§ **What you are asked to do**
Using the records below, output the stretch that opens with the line containing "Where can the cabinet" and closes with the line containing "column 50, row 34", exactly and including both lines, with nothing more.

§ **Entries supplied**

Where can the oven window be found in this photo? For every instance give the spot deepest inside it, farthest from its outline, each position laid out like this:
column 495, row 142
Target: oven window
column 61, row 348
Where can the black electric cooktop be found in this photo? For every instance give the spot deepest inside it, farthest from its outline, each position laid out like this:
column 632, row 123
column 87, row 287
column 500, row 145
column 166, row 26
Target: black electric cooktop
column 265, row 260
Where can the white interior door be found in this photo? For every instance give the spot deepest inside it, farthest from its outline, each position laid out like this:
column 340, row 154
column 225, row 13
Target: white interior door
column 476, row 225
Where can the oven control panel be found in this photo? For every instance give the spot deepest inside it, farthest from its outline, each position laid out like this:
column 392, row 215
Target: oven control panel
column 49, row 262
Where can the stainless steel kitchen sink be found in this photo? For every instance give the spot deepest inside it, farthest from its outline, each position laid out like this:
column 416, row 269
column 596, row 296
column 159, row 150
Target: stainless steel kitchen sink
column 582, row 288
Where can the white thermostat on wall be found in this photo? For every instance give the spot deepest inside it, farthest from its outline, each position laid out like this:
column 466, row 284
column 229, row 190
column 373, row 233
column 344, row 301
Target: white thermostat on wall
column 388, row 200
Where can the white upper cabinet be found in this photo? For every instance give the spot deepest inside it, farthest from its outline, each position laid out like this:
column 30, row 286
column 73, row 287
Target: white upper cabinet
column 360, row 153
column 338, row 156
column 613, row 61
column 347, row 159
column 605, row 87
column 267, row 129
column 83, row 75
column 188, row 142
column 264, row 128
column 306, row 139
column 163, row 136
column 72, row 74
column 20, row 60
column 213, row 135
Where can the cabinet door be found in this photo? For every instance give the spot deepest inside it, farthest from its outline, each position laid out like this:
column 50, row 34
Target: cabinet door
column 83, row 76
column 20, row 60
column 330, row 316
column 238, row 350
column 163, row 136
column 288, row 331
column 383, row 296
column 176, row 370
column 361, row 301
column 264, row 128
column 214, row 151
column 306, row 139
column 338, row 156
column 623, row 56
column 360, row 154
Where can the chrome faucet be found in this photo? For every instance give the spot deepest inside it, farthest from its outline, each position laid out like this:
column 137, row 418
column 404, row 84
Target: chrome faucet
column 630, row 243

§ **Solution to this task**
Where can the cabinet door be found in this photo? For every instance give the spot deepest inside it, farthest from its outline, each position laid out like this:
column 50, row 34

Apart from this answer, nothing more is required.